Recorded data:
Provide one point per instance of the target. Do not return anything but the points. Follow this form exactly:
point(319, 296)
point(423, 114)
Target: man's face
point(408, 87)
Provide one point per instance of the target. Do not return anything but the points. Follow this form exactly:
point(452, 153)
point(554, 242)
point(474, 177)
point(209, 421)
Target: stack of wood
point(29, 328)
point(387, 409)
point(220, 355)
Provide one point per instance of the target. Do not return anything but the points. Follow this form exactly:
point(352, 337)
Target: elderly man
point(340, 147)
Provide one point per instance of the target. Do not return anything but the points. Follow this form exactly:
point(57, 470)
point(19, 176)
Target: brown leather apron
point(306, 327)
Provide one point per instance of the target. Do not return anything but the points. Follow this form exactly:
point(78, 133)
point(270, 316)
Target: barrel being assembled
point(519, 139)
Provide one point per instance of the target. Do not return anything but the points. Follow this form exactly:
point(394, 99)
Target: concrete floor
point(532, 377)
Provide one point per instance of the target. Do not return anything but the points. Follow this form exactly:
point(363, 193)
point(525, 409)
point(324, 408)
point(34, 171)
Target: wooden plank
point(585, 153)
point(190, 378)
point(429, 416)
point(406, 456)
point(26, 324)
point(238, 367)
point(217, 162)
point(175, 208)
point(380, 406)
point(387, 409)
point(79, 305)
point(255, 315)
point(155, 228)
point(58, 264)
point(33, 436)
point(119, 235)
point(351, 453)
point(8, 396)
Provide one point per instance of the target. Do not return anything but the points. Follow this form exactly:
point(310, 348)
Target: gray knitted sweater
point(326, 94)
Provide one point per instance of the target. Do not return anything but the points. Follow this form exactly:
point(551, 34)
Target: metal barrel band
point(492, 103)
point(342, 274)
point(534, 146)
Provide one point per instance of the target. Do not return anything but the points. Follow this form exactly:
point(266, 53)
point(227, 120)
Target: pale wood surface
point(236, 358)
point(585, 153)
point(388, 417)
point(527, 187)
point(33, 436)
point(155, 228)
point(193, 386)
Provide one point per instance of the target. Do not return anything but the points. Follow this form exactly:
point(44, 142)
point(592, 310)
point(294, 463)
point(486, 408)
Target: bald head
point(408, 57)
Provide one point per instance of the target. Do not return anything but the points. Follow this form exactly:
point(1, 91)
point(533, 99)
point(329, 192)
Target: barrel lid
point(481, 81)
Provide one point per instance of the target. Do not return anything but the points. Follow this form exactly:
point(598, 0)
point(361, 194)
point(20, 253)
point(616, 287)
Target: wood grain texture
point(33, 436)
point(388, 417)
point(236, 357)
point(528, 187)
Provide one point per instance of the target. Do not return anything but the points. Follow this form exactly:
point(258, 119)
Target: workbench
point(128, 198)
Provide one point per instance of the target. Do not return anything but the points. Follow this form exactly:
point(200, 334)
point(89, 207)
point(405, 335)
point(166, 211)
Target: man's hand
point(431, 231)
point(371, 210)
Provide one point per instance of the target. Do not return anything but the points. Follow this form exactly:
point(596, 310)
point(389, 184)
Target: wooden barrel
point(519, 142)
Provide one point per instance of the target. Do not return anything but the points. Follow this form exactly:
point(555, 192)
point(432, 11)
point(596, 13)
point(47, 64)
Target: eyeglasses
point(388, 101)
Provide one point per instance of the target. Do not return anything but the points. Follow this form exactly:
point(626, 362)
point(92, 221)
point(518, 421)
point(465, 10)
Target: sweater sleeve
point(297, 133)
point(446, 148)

DIRECTION: Please reproduce the listing above word for word, from its first line through its last.

TASK RESPONSE:
Provide one point per instance of the target. Do not return anything but the points. Follow this form exactly:
point(319, 296)
point(423, 114)
Target: man's face
point(408, 87)
Provide one point per instance of the target. Do not return anything but the points. Follow this form exactly:
point(452, 153)
point(554, 242)
point(474, 177)
point(209, 421)
Target: stack of wood
point(29, 328)
point(387, 409)
point(220, 355)
Provide one point per instance of the target. Do not return anything but the points. Follow this form exactly:
point(352, 337)
Target: elderly man
point(340, 147)
Provide one point per instance of the target. Do not return anything but the points. Follow this form exactly:
point(57, 470)
point(19, 176)
Target: brown leather apron
point(306, 327)
Provide one point per instance of the target. Do not return anything but the points. Follow this form exactly:
point(78, 133)
point(270, 316)
Target: barrel being assembled
point(519, 139)
Provide one point per instance of the target. Do not return anything but the points. Follow this form exactly:
point(394, 99)
Target: concrete floor
point(532, 377)
Provide one point per instance of the target. Do not return anything but the points. Follow this form exactly:
point(363, 193)
point(525, 409)
point(324, 408)
point(34, 171)
Target: wooden plank
point(585, 153)
point(190, 378)
point(429, 416)
point(406, 456)
point(26, 324)
point(238, 367)
point(217, 162)
point(175, 208)
point(380, 406)
point(387, 409)
point(79, 305)
point(255, 315)
point(155, 228)
point(58, 264)
point(33, 436)
point(119, 235)
point(351, 453)
point(8, 396)
Provide one point per instance of the target. Do not return anything but the points. Follow this form exactly:
point(310, 348)
Target: gray knitted sweater
point(326, 94)
Provide one point per instance of the target. Do not return anything but the points. Follow this form exactly:
point(551, 34)
Target: metal barrel band
point(492, 103)
point(342, 274)
point(534, 146)
Provide one point per instance of the target. Do not return anything but the points. Follow this form exactly:
point(266, 53)
point(227, 120)
Target: pale wood surface
point(236, 358)
point(585, 153)
point(388, 417)
point(527, 187)
point(33, 436)
point(155, 228)
point(193, 386)
Provide one point per instance of the target. Do not return anything but the points. Follow this form exactly:
point(44, 142)
point(592, 310)
point(294, 463)
point(486, 408)
Target: bald head
point(408, 57)
Provide one point per instance of the target. Do not return anything but the points. Follow this form exactly:
point(1, 91)
point(533, 99)
point(329, 192)
Target: barrel lid
point(481, 81)
Provide one point per instance of the target. Do not return anything but the points. Follow this form exactly:
point(598, 0)
point(361, 194)
point(20, 253)
point(616, 287)
Target: wood grain texture
point(33, 436)
point(388, 417)
point(236, 357)
point(528, 187)
Provide one point per instance of the target. Do not return anything but the points. Follow this form exactly:
point(258, 119)
Target: workbench
point(128, 198)
Provide one point per instance of the target. Do not return anything but the points. Follow this form exactly:
point(200, 334)
point(89, 207)
point(405, 335)
point(166, 211)
Target: man's hand
point(431, 231)
point(371, 210)
Provide one point per instance of the target. Do not return anything but the points. Follow this form exactly:
point(596, 310)
point(389, 184)
Target: wooden barrel
point(519, 142)
Provide one point per instance of the target. Do not return anything but the points. Follow this form exactly:
point(555, 192)
point(432, 11)
point(596, 13)
point(47, 64)
Target: eyeglasses
point(388, 101)
Provide one point per instance of the target. Do not return anything but the points. Follow this form exactly:
point(626, 362)
point(92, 221)
point(518, 421)
point(465, 10)
Target: sweater sleeve
point(297, 133)
point(446, 148)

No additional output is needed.